(Spatial localization data)

*****

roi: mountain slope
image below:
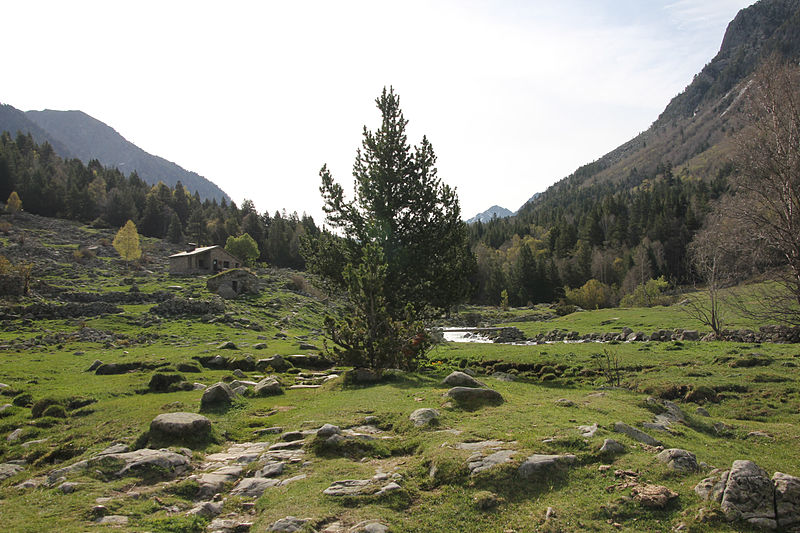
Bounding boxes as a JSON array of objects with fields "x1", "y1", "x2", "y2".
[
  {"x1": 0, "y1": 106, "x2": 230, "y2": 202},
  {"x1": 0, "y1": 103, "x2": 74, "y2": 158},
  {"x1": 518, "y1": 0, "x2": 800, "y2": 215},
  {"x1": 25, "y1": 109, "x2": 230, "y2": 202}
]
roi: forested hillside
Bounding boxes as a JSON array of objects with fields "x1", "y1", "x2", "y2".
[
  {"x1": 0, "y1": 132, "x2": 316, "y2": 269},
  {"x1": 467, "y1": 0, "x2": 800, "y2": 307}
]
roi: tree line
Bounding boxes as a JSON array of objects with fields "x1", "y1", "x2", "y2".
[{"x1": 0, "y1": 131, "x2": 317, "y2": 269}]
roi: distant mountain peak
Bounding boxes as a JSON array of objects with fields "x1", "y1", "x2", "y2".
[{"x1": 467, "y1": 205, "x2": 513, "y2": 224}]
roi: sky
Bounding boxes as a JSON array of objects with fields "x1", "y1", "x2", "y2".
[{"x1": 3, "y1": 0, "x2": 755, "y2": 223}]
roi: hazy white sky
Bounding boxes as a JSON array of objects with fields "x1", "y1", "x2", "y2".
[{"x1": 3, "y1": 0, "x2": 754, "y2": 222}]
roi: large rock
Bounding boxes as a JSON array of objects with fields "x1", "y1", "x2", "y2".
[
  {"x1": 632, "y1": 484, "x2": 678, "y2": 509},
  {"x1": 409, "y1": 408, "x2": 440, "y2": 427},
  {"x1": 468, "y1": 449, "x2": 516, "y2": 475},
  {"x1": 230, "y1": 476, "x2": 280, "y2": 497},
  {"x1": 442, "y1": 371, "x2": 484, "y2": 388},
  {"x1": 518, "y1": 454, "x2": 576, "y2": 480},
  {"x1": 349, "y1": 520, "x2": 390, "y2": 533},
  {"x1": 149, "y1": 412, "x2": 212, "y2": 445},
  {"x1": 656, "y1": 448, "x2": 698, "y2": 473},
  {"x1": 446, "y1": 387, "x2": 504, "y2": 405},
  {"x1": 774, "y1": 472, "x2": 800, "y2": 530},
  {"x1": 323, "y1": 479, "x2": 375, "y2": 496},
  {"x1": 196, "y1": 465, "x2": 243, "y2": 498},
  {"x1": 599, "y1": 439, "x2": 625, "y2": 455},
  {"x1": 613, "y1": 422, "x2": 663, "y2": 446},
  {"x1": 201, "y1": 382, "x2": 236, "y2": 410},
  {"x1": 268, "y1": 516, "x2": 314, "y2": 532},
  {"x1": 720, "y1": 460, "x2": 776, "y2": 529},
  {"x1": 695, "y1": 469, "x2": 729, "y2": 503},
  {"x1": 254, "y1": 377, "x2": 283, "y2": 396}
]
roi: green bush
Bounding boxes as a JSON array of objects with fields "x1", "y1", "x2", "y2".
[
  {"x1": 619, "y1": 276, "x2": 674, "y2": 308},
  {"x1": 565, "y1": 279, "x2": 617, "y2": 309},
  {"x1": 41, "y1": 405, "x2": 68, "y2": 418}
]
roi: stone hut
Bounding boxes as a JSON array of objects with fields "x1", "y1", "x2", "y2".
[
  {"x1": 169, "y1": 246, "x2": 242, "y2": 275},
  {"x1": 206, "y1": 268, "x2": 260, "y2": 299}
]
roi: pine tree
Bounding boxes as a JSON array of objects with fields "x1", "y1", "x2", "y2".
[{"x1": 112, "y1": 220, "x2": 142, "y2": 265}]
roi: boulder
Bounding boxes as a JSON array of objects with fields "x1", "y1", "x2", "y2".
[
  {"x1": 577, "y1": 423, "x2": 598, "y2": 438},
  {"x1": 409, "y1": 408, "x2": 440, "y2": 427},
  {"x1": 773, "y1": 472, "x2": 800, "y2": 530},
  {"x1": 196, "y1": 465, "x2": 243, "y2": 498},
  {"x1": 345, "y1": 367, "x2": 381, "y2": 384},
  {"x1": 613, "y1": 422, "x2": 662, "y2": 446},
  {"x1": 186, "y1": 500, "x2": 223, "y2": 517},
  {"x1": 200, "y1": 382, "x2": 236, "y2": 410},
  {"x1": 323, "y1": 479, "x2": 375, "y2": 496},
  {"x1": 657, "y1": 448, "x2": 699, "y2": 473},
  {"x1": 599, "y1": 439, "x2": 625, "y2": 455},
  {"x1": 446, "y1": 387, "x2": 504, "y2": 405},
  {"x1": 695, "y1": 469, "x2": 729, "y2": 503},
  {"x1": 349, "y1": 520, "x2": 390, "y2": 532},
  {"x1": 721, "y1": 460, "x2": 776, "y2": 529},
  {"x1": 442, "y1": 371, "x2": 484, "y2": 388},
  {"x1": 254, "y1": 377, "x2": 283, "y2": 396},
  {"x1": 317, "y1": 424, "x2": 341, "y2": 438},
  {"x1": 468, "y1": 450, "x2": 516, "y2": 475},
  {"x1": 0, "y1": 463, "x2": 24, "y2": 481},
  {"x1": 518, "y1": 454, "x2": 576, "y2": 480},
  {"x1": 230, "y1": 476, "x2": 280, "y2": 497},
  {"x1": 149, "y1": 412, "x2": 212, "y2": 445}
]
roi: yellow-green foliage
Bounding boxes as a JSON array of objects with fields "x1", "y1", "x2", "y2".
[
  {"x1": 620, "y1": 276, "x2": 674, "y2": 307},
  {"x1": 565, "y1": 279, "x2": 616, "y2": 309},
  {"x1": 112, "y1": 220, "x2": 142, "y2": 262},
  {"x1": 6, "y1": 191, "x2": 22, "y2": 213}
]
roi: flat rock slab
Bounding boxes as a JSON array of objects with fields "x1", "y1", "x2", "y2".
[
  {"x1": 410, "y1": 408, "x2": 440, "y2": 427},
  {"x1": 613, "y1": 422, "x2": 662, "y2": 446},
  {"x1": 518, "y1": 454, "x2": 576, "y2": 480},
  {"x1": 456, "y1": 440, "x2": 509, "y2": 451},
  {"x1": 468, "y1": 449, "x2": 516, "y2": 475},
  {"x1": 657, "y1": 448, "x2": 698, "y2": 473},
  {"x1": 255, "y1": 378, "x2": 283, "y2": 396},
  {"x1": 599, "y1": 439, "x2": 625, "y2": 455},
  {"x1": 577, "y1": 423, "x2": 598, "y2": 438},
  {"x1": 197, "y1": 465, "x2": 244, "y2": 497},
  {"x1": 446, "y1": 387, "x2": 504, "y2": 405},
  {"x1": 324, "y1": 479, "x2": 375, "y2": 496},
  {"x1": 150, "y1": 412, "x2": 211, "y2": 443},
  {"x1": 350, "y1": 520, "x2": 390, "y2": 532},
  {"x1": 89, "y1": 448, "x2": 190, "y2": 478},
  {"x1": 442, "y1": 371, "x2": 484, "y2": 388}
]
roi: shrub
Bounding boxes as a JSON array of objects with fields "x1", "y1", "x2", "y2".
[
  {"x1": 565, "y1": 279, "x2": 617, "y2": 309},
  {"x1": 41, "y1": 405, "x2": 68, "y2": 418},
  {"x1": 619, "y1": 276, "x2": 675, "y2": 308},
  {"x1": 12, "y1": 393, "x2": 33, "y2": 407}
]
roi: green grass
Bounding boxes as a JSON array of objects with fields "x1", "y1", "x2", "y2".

*****

_ASSIGNED TASK:_ Check the data for the word "mountain" and pull out the lines that have it.

_ANSWER SPACE:_
roi: mountain slope
roi: distant mountain peak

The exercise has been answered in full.